## EXERCISE INSTRUCTIONS
Report how many lines below include the string "each". Please keep the reply to that number.

(GIVEN DATA Opens)

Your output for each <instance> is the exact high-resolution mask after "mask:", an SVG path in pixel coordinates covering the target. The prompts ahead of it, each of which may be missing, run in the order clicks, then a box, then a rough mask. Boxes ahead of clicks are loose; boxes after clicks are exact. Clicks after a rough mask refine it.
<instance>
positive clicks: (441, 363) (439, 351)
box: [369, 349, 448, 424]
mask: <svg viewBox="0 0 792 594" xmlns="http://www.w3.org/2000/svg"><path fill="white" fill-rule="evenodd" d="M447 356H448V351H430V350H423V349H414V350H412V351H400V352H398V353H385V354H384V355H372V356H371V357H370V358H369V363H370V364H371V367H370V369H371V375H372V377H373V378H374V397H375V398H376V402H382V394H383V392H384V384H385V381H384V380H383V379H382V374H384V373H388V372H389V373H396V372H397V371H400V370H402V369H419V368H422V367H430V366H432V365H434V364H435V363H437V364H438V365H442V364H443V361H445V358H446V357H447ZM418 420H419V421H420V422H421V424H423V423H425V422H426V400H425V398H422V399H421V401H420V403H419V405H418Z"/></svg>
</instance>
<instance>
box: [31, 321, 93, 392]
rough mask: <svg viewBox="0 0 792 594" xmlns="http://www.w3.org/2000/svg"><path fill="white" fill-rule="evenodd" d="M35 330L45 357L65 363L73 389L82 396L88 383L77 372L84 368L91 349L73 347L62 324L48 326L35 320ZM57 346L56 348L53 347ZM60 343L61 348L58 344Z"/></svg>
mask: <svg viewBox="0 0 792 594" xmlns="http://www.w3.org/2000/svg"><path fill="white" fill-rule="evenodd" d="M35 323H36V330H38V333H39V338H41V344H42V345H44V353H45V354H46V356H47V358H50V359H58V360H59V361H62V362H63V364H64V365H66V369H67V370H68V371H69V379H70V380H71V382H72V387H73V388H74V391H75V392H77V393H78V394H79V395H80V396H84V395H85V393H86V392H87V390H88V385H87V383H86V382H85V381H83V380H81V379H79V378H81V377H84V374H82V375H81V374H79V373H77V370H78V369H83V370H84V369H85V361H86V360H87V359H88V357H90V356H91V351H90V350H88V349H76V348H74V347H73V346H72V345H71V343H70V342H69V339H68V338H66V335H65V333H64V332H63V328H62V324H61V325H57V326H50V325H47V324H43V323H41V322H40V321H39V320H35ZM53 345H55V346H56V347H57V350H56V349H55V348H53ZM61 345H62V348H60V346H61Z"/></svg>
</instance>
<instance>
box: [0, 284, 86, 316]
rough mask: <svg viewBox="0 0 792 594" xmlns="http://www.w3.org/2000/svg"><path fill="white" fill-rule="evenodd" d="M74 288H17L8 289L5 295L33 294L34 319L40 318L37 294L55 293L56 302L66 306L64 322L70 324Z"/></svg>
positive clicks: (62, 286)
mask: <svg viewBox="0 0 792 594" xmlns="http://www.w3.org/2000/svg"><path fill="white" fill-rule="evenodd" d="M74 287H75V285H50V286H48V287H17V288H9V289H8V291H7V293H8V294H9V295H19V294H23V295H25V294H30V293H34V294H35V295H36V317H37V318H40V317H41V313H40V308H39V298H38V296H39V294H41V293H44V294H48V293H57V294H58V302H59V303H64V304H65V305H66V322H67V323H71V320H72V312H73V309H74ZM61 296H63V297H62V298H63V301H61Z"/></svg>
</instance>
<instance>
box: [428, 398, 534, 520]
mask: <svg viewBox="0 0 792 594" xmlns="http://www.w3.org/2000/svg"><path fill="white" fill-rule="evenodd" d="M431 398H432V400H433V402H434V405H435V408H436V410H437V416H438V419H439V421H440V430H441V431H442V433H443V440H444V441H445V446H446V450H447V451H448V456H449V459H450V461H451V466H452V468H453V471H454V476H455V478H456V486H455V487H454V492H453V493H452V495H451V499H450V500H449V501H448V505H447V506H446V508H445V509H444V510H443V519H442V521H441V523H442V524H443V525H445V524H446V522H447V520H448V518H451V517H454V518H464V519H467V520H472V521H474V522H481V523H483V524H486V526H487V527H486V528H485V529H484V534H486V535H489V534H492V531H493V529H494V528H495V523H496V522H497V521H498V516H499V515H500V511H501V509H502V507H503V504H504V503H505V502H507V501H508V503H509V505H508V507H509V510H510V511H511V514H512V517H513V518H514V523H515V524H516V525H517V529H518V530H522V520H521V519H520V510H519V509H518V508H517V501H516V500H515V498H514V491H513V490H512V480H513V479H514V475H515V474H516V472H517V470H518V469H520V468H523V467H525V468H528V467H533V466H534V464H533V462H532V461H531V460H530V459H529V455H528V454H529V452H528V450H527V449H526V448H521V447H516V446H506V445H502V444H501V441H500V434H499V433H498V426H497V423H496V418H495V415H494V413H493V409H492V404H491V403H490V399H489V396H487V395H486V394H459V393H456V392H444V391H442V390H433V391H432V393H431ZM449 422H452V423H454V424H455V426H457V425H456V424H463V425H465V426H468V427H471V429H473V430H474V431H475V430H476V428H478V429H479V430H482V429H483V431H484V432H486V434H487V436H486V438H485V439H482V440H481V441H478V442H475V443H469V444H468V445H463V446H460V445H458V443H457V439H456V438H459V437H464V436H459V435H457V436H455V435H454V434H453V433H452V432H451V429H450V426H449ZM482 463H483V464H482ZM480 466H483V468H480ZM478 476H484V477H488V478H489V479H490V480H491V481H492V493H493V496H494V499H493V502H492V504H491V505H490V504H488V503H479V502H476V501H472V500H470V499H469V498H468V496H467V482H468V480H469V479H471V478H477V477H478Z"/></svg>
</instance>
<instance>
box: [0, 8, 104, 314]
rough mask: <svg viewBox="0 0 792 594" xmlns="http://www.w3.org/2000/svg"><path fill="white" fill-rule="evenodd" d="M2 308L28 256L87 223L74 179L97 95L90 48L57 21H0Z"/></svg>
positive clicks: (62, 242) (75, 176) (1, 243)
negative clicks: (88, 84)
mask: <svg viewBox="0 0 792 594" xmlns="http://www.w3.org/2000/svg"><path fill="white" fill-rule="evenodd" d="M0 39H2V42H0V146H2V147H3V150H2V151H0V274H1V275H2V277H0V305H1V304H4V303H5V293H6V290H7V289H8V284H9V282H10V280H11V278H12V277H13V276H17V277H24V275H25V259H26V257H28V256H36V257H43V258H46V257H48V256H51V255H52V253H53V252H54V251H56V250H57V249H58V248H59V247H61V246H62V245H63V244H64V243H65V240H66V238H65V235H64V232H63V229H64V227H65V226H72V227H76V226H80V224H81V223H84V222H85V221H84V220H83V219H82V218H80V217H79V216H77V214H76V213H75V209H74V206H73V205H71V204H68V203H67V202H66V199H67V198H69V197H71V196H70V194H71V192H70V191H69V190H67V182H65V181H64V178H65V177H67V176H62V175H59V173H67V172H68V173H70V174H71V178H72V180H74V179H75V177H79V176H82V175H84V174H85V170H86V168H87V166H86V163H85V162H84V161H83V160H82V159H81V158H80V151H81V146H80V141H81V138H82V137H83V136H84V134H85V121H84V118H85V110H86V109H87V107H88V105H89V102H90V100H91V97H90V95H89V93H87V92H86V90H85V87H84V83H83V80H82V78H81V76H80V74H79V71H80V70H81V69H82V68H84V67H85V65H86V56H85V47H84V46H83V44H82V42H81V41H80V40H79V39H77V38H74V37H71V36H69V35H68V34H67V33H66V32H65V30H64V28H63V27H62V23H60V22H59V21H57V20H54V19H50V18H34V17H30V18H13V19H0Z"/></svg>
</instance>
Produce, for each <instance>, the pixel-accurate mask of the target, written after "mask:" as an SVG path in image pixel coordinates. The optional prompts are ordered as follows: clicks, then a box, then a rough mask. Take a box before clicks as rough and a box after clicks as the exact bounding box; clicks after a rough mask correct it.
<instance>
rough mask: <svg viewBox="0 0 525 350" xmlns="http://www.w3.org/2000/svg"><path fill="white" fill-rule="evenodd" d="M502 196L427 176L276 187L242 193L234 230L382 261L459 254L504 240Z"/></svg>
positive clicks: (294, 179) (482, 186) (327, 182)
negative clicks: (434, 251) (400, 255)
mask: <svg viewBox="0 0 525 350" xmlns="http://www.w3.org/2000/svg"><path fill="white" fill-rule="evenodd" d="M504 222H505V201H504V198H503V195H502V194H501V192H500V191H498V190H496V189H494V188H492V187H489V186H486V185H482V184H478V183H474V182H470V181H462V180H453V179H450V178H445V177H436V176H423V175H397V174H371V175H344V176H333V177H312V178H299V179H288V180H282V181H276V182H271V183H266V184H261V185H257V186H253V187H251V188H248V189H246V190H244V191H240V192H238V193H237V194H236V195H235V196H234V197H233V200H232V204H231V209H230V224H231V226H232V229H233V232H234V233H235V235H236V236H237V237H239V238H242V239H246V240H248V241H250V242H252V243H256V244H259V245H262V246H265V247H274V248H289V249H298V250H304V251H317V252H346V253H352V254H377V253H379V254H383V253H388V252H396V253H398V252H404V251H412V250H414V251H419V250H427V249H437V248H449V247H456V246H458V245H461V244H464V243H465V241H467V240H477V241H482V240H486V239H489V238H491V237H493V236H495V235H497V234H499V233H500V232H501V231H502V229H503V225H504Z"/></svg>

(GIVEN DATA Closes)

## WRITTEN SOLUTION
2